>> Start GIVEN ENTRIES

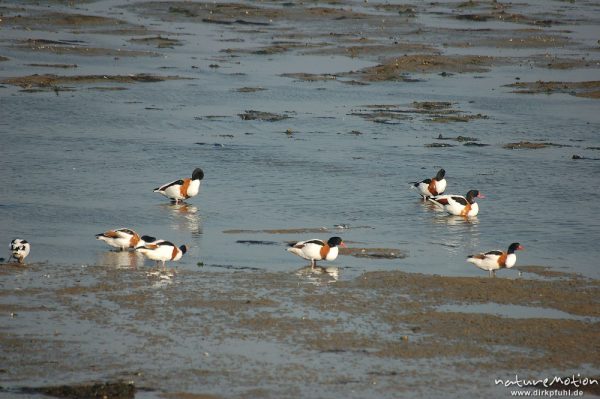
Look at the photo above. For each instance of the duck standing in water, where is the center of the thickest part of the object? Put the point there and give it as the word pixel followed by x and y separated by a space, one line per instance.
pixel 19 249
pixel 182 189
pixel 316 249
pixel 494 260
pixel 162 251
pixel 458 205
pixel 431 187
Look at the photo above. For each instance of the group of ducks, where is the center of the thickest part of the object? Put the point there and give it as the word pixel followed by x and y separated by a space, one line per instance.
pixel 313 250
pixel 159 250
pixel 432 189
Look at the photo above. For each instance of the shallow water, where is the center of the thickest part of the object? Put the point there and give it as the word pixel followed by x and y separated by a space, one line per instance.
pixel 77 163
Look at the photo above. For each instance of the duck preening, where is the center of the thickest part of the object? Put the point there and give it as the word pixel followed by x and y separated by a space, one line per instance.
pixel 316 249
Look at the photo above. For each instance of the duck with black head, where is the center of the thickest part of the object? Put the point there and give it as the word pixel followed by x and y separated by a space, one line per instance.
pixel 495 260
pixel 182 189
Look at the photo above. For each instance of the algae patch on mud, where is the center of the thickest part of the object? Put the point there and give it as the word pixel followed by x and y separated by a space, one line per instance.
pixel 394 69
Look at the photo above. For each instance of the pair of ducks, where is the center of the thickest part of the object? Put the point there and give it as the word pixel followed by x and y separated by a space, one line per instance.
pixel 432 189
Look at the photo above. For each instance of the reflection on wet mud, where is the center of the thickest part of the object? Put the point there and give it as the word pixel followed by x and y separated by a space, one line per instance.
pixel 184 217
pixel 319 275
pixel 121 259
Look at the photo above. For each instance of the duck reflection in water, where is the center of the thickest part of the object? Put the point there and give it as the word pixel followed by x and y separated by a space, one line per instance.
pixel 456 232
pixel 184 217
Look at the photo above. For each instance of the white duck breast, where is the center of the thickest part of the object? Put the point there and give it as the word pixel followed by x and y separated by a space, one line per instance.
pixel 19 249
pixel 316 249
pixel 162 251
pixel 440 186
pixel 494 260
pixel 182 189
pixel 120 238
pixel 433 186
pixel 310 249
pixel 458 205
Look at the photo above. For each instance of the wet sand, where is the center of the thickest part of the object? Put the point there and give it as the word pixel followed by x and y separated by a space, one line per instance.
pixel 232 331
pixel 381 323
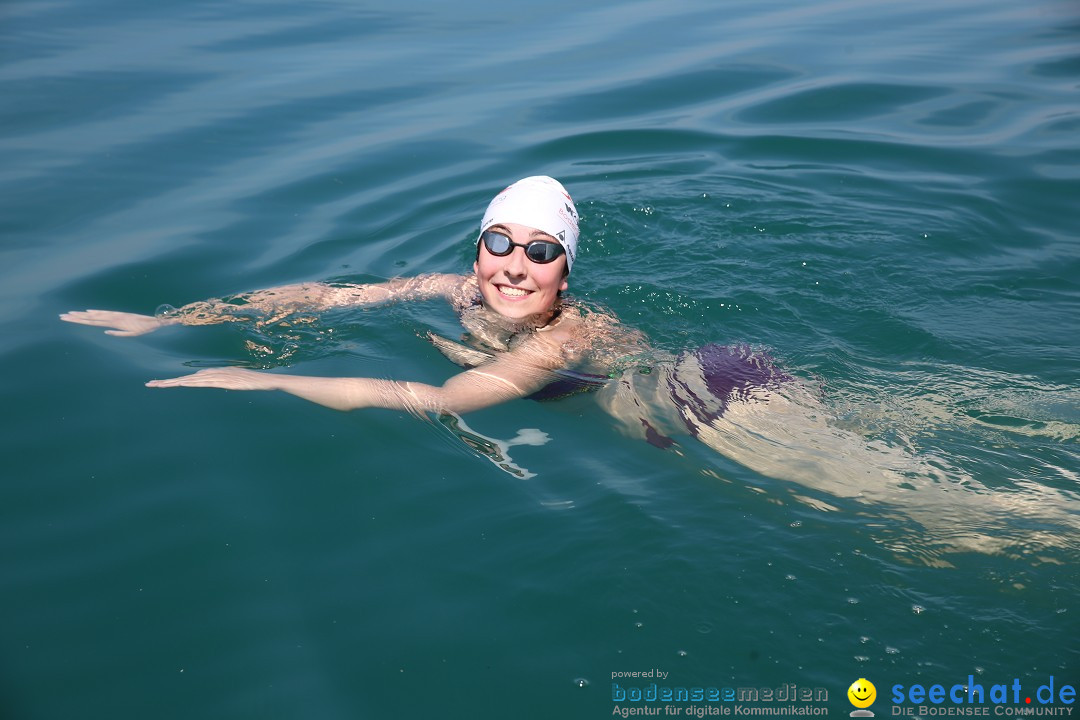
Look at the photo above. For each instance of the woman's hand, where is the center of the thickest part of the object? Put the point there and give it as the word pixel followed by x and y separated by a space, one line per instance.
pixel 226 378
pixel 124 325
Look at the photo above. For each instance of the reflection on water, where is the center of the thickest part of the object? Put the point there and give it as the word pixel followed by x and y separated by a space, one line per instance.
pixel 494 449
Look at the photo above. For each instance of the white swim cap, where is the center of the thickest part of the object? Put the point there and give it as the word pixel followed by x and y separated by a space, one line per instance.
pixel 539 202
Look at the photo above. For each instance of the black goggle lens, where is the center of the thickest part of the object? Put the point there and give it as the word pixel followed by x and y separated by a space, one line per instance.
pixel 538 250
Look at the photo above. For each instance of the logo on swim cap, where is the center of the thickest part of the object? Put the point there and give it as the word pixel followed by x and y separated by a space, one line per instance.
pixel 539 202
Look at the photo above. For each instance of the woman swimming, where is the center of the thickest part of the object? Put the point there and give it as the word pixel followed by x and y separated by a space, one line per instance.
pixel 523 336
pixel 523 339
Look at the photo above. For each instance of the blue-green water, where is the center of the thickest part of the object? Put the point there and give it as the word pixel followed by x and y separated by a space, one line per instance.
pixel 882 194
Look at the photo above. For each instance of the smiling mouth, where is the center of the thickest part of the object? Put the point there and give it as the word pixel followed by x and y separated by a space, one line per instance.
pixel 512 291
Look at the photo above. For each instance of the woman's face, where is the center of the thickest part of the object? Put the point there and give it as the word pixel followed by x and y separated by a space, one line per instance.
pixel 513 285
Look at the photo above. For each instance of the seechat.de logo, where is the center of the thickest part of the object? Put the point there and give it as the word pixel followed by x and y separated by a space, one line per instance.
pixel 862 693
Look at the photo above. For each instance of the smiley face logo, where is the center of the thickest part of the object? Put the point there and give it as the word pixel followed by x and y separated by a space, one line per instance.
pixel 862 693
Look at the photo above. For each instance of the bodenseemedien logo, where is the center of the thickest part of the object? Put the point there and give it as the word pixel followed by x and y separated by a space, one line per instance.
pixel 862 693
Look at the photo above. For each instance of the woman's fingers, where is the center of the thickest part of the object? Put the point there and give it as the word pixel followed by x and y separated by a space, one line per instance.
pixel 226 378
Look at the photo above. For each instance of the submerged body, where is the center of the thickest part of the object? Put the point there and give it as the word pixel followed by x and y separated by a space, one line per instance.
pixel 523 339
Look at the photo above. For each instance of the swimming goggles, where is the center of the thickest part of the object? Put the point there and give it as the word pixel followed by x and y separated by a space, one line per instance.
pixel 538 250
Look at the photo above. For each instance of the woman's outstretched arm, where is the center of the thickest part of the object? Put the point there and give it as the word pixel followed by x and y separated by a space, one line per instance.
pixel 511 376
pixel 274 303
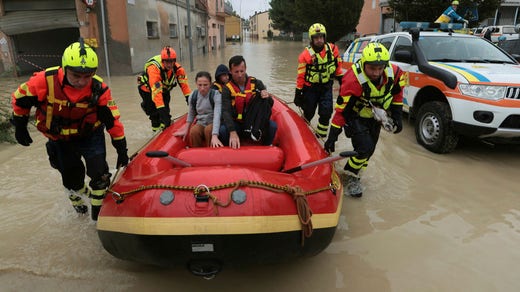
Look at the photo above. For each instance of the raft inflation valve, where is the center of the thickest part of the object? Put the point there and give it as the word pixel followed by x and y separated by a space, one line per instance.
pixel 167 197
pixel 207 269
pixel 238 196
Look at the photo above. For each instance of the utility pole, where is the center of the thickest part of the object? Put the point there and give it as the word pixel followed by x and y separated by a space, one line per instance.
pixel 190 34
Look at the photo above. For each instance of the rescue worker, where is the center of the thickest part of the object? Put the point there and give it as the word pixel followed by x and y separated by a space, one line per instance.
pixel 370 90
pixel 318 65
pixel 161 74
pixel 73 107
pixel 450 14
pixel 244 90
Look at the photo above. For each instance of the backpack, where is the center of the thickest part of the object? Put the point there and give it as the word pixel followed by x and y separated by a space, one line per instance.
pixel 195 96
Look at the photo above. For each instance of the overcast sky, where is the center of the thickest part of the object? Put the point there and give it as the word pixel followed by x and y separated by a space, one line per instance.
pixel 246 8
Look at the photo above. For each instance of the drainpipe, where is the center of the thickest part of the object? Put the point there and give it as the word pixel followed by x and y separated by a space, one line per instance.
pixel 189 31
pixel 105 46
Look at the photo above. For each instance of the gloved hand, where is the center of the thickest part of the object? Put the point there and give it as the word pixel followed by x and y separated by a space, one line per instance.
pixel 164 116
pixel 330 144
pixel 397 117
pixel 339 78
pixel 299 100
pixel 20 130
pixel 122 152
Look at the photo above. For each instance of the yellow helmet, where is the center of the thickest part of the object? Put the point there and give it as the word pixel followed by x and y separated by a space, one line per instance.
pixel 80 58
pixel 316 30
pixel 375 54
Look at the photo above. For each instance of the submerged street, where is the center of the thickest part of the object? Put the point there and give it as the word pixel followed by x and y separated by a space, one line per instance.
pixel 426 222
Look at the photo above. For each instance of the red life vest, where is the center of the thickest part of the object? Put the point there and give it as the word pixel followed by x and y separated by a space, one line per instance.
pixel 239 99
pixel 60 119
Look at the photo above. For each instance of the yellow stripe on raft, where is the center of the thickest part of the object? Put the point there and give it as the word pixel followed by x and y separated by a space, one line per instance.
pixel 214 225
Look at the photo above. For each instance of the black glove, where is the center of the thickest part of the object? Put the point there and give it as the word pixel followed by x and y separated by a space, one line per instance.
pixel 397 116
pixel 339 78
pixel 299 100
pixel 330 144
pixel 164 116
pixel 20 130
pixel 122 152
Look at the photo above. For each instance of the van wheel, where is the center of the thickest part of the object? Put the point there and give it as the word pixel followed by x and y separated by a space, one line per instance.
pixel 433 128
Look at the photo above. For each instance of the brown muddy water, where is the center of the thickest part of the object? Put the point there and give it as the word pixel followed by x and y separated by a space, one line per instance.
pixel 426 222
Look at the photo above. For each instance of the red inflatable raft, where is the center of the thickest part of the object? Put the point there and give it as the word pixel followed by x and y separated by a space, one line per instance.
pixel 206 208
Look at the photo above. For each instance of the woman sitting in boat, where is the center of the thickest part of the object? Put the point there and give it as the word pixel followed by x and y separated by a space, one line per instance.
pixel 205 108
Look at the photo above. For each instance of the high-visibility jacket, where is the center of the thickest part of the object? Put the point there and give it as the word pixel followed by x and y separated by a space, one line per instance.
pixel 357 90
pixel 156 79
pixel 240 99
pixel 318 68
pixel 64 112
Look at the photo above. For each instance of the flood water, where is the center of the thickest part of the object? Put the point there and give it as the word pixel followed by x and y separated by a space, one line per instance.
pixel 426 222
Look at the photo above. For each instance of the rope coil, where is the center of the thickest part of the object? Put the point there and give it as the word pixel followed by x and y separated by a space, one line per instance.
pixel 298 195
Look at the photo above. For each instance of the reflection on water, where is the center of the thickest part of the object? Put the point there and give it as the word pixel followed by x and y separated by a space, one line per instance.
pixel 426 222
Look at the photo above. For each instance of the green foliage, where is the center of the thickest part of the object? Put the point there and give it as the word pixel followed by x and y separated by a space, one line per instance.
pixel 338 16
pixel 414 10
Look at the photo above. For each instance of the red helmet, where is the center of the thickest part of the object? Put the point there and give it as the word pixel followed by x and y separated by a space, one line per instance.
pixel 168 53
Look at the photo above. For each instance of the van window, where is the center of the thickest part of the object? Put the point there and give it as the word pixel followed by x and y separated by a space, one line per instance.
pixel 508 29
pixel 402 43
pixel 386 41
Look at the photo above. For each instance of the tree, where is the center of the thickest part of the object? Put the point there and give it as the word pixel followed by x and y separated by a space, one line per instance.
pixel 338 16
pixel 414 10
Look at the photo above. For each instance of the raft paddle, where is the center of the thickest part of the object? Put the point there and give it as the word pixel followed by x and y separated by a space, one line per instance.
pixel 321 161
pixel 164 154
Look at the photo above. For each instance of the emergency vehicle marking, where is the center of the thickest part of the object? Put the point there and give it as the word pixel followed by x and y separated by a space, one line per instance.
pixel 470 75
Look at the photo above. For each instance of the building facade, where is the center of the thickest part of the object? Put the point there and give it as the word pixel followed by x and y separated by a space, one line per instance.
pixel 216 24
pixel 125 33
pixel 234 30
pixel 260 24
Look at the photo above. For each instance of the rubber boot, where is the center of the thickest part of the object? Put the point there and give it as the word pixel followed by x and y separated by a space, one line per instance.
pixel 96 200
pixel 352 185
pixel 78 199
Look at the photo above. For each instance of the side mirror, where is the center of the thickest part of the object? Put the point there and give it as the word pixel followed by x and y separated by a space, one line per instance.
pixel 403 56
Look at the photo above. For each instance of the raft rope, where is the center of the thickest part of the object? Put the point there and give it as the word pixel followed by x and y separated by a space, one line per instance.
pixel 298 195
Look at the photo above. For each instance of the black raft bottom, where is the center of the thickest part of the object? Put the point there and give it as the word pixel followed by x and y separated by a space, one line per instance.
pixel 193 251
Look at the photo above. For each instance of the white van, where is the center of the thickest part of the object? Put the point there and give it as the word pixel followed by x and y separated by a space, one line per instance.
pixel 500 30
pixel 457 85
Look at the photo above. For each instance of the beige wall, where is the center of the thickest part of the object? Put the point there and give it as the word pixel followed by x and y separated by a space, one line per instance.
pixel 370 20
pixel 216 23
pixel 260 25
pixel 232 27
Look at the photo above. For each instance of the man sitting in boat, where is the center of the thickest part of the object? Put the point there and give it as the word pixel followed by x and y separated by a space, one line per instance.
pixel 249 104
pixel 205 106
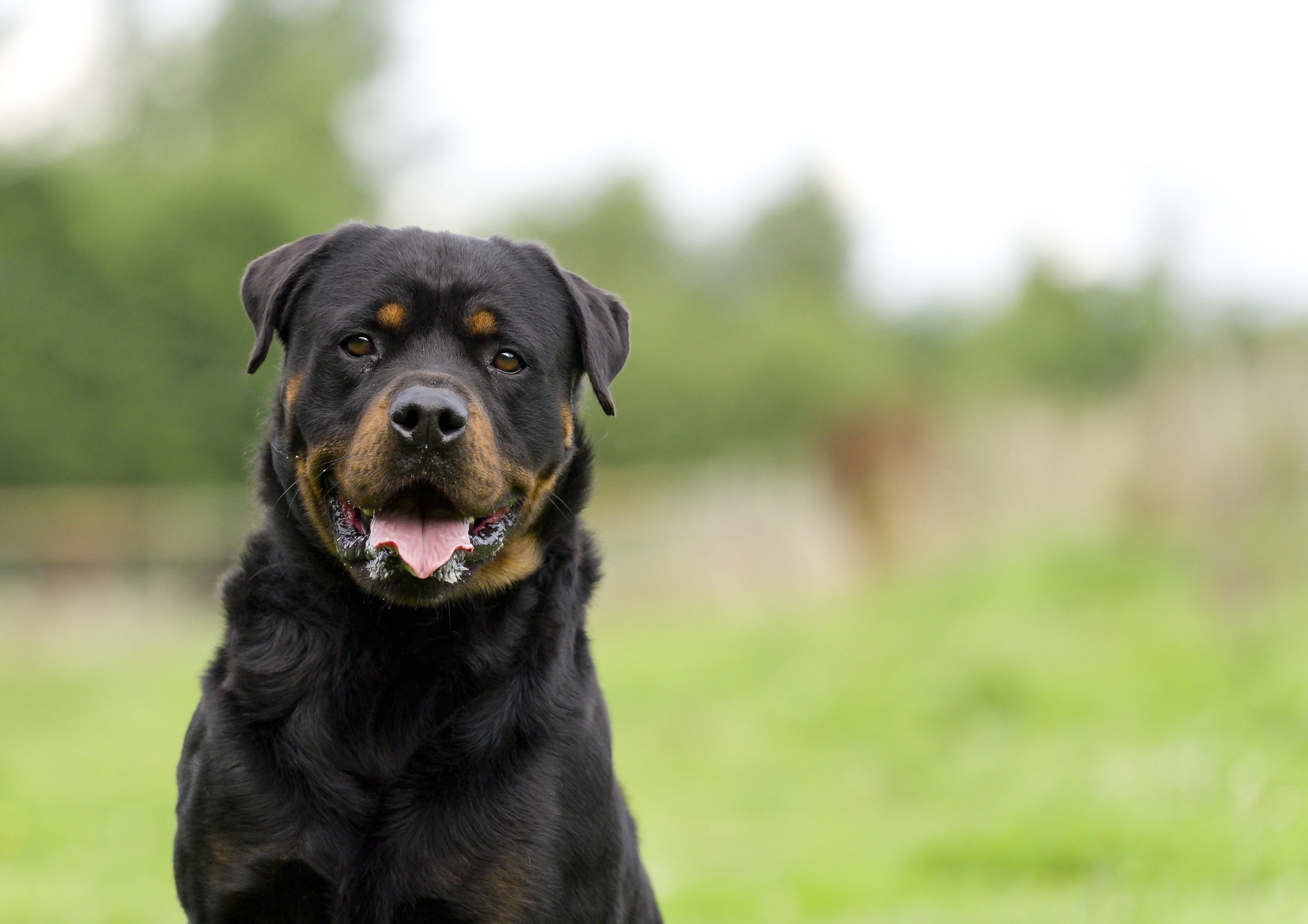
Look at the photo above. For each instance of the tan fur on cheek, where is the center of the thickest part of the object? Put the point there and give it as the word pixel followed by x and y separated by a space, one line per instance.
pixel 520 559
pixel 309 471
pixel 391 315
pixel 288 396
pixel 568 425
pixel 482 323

>> End GIVEN ENTRIES

DESCRIPTION OF THE TASK:
Rewrite the data from the line with "Look at the photo above. For each instance of the bodenseemedien" to the line with "pixel 274 303", both included, as a numbered list, and leave out any blank lines.

RESPONSE FOR THIS EXERCISE:
1. Look at the photo above. For each instance of the bodenseemedien logo, where is the center of the thickest part of the object? Put the point there and give it as the word pixel followed by x and y separated by a space, one line per instance.
2. pixel 862 693
3. Look at the photo above. For each instance of the woman's fingers, where is the center of the thickest part of the object? Put the point there and give it as the word pixel followed by x and y separated by a space, one line per instance.
4. pixel 226 378
5. Look at the photo above. For each instance of the submerged body, where is the center of the thickest part of the object? Put the point there and give it as the word pixel followed by x and y separated by a space, one line per instance.
6. pixel 523 339
7. Look at the photo above. For each instance of the swimming goggles, where is the center of the thickest part of the object? Put the point there and give it as the word pixel followed by x and y separated by a space, one line per instance.
8. pixel 538 250
9. Look at the photo above. For each instance of the woman's outstretched arm, where is the center of the thickest part of the object? Put the point there and give it as the word pixel followed by x and y separated by a space, one line per instance.
10. pixel 511 376
11. pixel 274 303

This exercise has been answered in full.